What is needed here is an exact copy of all the entries below.

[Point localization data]
· · · ·
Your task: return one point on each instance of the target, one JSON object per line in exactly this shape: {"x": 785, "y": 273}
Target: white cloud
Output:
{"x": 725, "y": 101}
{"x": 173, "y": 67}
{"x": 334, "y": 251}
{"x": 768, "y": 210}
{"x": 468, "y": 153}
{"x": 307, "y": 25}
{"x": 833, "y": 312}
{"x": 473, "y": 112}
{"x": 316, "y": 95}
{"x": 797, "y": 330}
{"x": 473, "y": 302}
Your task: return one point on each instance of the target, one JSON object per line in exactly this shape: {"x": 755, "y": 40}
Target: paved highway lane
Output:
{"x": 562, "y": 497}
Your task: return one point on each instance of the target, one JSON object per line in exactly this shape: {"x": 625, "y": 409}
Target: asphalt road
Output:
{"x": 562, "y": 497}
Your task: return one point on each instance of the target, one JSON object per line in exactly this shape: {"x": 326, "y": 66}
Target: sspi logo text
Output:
· · · ·
- _Completed exercise_
Your task: return one point on each instance of the target, one JSON object per line in exactly this shape: {"x": 785, "y": 273}
Target: white cloud
Output:
{"x": 725, "y": 101}
{"x": 173, "y": 67}
{"x": 334, "y": 251}
{"x": 768, "y": 210}
{"x": 468, "y": 153}
{"x": 307, "y": 25}
{"x": 833, "y": 312}
{"x": 473, "y": 112}
{"x": 316, "y": 95}
{"x": 797, "y": 330}
{"x": 473, "y": 302}
Your task: return one point on each instance of the target, one JSON object per line in exactly this shape: {"x": 755, "y": 40}
Target: paved highway lane
Output:
{"x": 562, "y": 497}
Your task: return one point on each instance of the target, one JSON object per line in exactly this shape: {"x": 625, "y": 409}
Target: asphalt road
Output:
{"x": 562, "y": 497}
Your task: return one point on each instance of the target, one JSON object per line in exactly this shape: {"x": 326, "y": 66}
Target: sspi logo text
Output:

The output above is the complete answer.